■ **Document text**
● ● ● ● ● ● ●
Ferndale Passes Resolutions on Pipeline Protest and Being Bat-Friendly

Ferndale Passes Resolutions About DAPL Protests and Bats

(Crystal A. Proxmire, Dec. 20, 2016)

Ferndale, MI – Fendale City Council passed two resolutions Monday night.

One proclaims the city to be bat-friendly and establishes Oct. 31 as “The Night of the Bat.”

The other resolution “proclaims support for the Standing Rock Sioux Tribe’s opposition to the  DAPL..”

The bat resolution was brought to Council’s attention by the “Ferndale Blockheads,” a FIRST LEGGO league team from Ferndale Upper Elementary School.  In addition to The Night of the Bat, the resolution declares that Ferndale is a “Bat Friendly City” that ”  encourage its residents to install  bat houses, plant native  wildflower gardens and  provide a  water source.”

The resolution supporting the Standing Rock Sioux Tribe and their protests against the proposed Dakota Access Pipeline (DAPL) was introduced by Councilperson Dan Martin on behalf of resident Rebecca Phoenix, who spoke at a previous Council meeting.
● ● ● ● ● ● ●
■ **Problems and tasks**
1. Using the article about the Ferndale resolutions, tell whether each statement agrees with it, answering yes or no and quoting the words that decide it: (a) The bat resolution was brought to the council by a team from Ferndale Upper Elementary School. (b) Councilperson Dan Martin introduced the bat resolution. (c) The bat resolution sets Oct. 31 as "The Night of the Bat."
2. Rewrite the part of the Ferndale resolutions article between "The resolution supporting" and "previous Council meeting.", inclusive, putting "Council member" in place of "Councilperson".
These records were drawn from a different source than the article.

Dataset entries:
● ● ● ● ● ● ●
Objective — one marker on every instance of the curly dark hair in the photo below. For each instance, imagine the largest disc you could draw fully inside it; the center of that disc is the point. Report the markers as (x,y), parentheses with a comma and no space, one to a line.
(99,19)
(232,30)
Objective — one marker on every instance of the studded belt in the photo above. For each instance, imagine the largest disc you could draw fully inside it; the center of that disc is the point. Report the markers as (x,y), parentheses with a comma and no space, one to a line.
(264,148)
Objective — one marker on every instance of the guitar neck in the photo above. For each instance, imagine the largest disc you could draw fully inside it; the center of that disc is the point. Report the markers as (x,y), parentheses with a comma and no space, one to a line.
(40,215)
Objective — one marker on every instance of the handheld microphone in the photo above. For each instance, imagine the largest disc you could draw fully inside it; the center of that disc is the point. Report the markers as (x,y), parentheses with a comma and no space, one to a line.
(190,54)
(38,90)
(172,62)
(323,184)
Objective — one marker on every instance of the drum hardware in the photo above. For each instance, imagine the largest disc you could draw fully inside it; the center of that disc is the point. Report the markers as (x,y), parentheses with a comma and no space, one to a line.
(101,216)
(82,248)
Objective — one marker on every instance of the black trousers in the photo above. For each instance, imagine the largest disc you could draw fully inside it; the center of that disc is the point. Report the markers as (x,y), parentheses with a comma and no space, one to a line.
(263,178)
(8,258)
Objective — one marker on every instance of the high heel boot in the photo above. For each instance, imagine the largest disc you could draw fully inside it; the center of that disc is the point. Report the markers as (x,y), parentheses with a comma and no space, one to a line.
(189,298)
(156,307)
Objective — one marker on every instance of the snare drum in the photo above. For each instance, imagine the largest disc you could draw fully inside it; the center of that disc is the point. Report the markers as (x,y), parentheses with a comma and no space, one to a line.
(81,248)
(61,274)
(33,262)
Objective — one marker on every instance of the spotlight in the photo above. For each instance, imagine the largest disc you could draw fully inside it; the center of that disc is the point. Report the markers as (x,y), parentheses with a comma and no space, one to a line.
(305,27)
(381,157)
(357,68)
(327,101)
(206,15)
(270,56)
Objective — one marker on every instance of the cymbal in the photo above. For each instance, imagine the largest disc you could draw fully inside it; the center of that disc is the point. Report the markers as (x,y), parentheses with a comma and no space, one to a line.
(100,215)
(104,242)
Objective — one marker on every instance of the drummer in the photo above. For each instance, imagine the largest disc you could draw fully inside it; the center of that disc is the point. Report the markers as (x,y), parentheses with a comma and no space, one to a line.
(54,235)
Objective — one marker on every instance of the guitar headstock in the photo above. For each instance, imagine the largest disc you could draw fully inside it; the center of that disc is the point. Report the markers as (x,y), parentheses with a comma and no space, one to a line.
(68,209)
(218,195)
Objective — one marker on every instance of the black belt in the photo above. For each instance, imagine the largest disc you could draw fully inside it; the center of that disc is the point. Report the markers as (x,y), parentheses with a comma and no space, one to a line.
● ● ● ● ● ● ●
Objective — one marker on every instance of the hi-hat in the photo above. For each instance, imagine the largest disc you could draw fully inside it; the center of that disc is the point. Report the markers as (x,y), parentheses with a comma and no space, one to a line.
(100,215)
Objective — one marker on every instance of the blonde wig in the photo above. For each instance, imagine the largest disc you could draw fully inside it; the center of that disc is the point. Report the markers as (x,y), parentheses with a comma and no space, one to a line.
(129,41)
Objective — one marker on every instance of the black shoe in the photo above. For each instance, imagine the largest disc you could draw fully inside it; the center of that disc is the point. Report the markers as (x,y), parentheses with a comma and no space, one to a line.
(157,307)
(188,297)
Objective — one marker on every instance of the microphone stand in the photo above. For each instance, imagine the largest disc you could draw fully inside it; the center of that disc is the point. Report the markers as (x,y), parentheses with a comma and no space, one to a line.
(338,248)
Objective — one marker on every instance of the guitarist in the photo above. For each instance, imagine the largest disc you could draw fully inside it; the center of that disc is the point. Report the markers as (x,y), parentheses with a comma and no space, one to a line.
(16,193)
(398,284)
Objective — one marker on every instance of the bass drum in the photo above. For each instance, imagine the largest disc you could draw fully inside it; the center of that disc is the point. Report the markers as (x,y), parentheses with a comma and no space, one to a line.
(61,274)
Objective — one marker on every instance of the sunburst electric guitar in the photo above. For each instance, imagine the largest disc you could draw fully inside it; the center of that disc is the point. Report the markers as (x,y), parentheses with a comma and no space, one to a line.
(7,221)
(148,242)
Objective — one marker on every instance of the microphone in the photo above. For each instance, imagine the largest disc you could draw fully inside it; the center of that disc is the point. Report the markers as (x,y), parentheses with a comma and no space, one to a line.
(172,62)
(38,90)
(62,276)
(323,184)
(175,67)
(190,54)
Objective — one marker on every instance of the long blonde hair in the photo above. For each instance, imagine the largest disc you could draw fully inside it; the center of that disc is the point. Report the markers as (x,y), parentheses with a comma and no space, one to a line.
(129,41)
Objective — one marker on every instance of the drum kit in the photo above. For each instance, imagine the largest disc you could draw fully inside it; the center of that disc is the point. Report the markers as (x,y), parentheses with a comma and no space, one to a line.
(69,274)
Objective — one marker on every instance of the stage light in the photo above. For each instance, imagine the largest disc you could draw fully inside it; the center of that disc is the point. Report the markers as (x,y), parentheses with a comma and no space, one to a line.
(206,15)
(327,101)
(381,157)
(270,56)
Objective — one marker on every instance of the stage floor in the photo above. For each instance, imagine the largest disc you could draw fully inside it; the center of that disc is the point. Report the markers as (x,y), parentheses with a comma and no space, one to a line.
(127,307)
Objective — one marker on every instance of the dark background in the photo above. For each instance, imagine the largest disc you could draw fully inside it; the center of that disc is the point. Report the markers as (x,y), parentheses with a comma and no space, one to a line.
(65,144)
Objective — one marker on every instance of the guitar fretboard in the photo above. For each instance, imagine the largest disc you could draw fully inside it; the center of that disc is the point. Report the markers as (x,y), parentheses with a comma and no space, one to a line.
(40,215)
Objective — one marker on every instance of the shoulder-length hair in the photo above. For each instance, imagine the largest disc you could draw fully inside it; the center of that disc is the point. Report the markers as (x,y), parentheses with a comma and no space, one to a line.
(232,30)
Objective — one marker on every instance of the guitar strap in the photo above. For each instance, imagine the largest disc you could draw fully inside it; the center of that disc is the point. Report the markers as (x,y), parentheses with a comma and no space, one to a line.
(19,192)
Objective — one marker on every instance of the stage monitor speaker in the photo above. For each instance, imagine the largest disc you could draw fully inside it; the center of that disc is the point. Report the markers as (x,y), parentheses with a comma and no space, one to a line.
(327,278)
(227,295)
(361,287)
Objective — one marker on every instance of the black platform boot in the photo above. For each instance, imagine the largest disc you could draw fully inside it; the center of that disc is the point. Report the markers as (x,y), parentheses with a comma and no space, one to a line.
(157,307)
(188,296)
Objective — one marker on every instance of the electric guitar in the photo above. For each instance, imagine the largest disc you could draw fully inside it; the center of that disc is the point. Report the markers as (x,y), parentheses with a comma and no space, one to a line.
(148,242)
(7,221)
● ● ● ● ● ● ●
■ **In response**
1.
(a) Yes: "The bat resolution was brought to Council’s attention by the “Ferndale Blockheads,” a FIRST LEGGO league team from Ferndale Upper Elementary School."
(b) No: "The resolution supporting the Standing Rock Sioux Tribe and their protests against the proposed Dakota Access Pipeline (DAPL) was introduced by Councilperson Dan Martin"
(c) Yes: "establishes Oct. 31 as “The Night of the Bat.”"

2.
The resolution supporting the Standing Rock Sioux Tribe and their protests against the proposed Dakota Access Pipeline (DAPL) was introduced by Council member Dan Martin on behalf of resident Rebecca Phoenix, who spoke at a previous Council meeting.